TASK TO COMPLETE = Rewrite every line of the listing below as a JSON list of strings, with one string per line and blank lines omitted.

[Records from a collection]
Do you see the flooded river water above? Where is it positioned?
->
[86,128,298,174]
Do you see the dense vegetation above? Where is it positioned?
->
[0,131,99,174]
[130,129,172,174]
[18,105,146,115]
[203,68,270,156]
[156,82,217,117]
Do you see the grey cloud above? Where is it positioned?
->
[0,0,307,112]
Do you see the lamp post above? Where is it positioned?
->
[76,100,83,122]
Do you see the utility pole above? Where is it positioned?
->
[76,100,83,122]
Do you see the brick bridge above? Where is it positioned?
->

CORRECT RESPONSE =
[
  "Do you see the flooded river water above? Where is it positioned?",
  "->",
  "[86,128,298,174]",
  "Do you see the dense vegetation above? Where is it positioned?",
  "->",
  "[0,131,99,174]",
  "[130,129,172,174]",
  "[18,105,146,115]",
  "[203,68,270,156]",
  "[156,82,217,117]",
  "Do you see the grey cloud above? Where is it positioned?",
  "->",
  "[0,0,307,112]",
  "Do you see the lamp post above? Where is it positioned?",
  "->",
  "[76,100,83,122]",
  "Do you see the utility pole above? Where is it positioned?",
  "->",
  "[76,100,83,122]",
  "Do you see the brick bridge above? Where is it positioned?",
  "->"
]